■ Yang Diminta ■
Tulis ulang semua item di bawah dan ganti setiap "region_finder" dengan "box_locator". Biarkan bagian lain tetap sama.
────
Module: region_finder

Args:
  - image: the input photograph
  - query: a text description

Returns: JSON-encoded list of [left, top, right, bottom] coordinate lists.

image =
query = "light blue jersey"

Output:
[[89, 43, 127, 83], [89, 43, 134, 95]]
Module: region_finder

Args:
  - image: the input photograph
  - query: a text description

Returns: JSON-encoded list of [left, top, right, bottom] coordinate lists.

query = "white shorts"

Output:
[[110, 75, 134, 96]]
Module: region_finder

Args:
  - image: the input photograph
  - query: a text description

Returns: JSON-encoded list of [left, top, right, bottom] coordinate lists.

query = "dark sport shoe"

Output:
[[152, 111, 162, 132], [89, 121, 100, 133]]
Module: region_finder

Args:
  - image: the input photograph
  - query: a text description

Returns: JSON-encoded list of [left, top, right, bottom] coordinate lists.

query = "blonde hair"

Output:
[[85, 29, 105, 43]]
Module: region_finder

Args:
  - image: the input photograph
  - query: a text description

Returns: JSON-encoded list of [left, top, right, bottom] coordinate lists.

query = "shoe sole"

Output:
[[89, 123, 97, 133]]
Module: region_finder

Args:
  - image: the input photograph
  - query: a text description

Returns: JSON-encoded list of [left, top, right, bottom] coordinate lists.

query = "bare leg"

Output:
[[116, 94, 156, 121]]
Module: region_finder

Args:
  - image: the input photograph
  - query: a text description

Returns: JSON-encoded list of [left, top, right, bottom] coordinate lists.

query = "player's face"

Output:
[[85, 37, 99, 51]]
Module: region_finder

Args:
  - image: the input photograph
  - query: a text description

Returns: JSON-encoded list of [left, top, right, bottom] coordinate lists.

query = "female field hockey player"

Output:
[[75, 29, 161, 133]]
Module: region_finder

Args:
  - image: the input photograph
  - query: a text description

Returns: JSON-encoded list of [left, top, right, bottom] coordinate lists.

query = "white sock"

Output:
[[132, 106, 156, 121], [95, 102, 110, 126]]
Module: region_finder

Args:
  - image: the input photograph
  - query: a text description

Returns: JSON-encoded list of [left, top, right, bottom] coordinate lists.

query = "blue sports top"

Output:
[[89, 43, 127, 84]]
────
■ Hasil Latihan ■
Module: box_locator

Args:
  - image: the input photograph
  - query: a text description

Returns: JSON-encoded list of [left, top, right, bottom] coordinate lists.

image =
query = "light blue jersey"

Output:
[[89, 43, 127, 83], [89, 43, 134, 95]]
Module: box_locator

Args:
  - image: the input photograph
  - query: a text description

Returns: JSON-encoded list of [left, top, right, bottom] coordinate lists.

query = "white shorts"

Output:
[[110, 75, 134, 96]]
Module: box_locator

Args:
  - image: the input photograph
  - query: a text description

Returns: JSON-encoded list of [left, top, right, bottom] coordinate lists.

query = "dark sport shoe"

Output:
[[152, 111, 162, 132], [89, 121, 100, 133]]
Module: box_locator

Args:
  - image: the input photograph
  - query: a text description

Returns: JSON-encoded list of [left, top, right, bottom] coordinate lists.

query = "blonde hair"

Output:
[[85, 29, 105, 43]]
Module: box_locator

Args:
  - image: the input photograph
  - query: a text description

Returns: JSON-encoded list of [left, top, right, bottom] coordinate lists.

query = "shoe sole"

Output:
[[89, 123, 97, 133]]
Module: box_locator

Args:
  - image: the input photograph
  - query: a text description

Returns: JSON-encoded list of [left, top, right, bottom] coordinate lists.

query = "bare leg"

Output:
[[116, 94, 156, 121]]
Module: box_locator

Args:
  - image: the input photograph
  - query: a text description

Returns: JSON-encoded list of [left, top, right, bottom] coordinate lists.

query = "player's face"

Output:
[[85, 37, 99, 51]]
Module: box_locator

Args:
  - image: the input photograph
  - query: a text description

Returns: JSON-encoded list of [left, top, right, bottom] coordinate lists.

query = "female field hockey player"

Output:
[[75, 29, 161, 133]]
Module: box_locator

Args:
  - image: the input photograph
  - query: a text description

Returns: JSON-encoded list of [left, top, right, bottom] coordinate lists.

query = "white sock"

Output:
[[132, 106, 156, 121], [95, 102, 110, 126]]
Module: box_locator

Args:
  - image: the input photograph
  - query: a text description

Returns: JSON-encoded list of [left, top, right, bottom] coordinate lists.

query = "blue sports top"

Output:
[[89, 43, 127, 84]]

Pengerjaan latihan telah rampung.